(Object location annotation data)
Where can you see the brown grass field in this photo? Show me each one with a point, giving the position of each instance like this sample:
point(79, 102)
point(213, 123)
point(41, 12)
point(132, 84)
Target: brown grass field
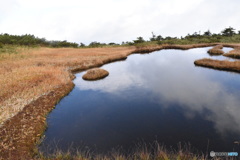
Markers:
point(217, 50)
point(34, 81)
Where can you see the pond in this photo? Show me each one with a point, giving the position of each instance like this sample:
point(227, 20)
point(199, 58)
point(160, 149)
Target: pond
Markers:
point(161, 96)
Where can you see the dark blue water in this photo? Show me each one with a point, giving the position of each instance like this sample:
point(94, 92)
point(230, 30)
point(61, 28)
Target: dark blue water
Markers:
point(160, 97)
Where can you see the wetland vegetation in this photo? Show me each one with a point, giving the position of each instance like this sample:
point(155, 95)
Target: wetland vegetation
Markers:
point(36, 74)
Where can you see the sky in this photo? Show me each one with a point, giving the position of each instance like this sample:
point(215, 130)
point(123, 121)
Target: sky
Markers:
point(116, 20)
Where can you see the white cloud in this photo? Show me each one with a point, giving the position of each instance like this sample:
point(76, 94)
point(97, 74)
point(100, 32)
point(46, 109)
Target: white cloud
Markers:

## Work to complete
Copy the lines of the records verbatim, beginning with the line that contains "Where can you see the dark" and stopping after the line that contains "point(116, 20)".

## Task response
Where can you see the dark blue water in this photo? Show me each one with a point, giving the position of each instance like this sample:
point(94, 92)
point(230, 30)
point(61, 28)
Target: dark blue water
Markers:
point(160, 97)
Where can you see the wetland vegetation in this photo? Show me each one with a point, giving the position of each instance like this sample:
point(155, 95)
Target: wetland vegetation
Markers:
point(36, 74)
Where can you see the sky in this photo? Show me each one with a point, giving the position of each instance like this sample:
point(215, 130)
point(123, 121)
Target: sky
Markers:
point(116, 20)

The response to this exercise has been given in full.